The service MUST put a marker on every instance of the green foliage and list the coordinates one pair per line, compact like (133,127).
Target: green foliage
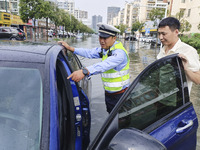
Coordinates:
(198,26)
(122,28)
(192,40)
(156,13)
(185,25)
(37,9)
(137,26)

:::

Objetivo da tarefa: Duplique todas as linhas dos dados acima sem alterar nenhum caractere. Deixe as imagens fora da resposta.

Resultado abaixo:
The service MUST put a marker on every instance of the green foliage and list the coordinates one pair per line, compact like (133,127).
Target: green foliage
Coordinates:
(198,26)
(122,28)
(192,40)
(156,13)
(185,25)
(37,9)
(137,26)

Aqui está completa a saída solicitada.